[Collected data]
=====
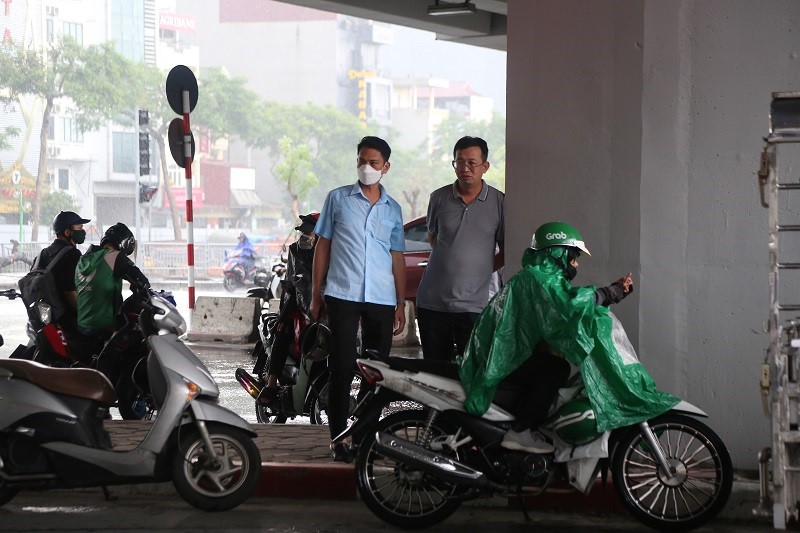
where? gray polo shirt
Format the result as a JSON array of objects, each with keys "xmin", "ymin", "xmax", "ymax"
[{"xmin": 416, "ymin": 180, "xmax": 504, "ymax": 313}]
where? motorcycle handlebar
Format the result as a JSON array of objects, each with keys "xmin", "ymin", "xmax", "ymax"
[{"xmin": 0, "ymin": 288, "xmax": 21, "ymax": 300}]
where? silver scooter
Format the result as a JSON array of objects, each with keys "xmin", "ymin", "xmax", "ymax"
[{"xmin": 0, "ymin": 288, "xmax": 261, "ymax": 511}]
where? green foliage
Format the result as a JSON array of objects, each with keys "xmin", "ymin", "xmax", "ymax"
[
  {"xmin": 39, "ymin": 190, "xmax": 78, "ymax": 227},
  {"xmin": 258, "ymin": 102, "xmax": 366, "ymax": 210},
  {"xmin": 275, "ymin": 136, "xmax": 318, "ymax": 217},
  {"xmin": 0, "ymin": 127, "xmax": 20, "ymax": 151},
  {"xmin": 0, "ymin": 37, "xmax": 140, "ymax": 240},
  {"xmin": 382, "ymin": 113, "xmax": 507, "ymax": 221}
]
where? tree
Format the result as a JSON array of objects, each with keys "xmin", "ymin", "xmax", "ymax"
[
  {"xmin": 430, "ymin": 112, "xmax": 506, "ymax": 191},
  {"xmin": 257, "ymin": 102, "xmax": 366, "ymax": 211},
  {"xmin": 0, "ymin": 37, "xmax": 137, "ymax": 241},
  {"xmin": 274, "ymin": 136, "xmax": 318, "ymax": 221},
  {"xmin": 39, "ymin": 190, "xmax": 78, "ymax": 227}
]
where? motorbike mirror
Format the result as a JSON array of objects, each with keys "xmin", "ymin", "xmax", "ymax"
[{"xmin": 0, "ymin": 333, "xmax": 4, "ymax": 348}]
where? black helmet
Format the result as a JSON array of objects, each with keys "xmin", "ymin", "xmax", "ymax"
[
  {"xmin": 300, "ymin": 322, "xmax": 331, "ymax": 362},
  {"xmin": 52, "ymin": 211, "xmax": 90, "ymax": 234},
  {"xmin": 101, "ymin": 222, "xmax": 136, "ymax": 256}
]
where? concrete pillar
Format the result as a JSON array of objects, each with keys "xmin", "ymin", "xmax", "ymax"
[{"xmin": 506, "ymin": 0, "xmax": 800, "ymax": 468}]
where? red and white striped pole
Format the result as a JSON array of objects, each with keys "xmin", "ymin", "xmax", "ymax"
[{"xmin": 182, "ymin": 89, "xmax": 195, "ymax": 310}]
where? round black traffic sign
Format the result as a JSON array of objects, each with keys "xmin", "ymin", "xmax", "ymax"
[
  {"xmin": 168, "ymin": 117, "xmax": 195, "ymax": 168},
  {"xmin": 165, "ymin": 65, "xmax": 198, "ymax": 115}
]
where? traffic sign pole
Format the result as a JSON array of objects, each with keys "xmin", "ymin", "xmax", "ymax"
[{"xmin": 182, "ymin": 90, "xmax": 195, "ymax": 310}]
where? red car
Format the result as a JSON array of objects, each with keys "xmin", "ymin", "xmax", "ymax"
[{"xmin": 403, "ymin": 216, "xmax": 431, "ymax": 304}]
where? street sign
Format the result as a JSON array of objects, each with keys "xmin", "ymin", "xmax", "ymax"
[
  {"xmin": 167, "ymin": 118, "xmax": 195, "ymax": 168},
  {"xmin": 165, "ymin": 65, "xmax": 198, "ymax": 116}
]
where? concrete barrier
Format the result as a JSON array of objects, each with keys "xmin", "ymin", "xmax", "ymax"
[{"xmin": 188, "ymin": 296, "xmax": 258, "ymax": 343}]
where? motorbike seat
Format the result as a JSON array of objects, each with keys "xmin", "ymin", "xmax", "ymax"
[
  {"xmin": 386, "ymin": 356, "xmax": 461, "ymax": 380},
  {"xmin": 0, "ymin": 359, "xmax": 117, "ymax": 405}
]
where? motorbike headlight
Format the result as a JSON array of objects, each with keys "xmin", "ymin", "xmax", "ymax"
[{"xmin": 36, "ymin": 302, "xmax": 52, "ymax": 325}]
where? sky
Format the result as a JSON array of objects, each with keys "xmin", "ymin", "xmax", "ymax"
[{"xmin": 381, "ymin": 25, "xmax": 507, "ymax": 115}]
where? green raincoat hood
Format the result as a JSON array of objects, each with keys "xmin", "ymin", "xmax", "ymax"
=====
Brief | For every line in the entries above that contains "motorbike", add one to a count, and give that number by itself.

Your response | 3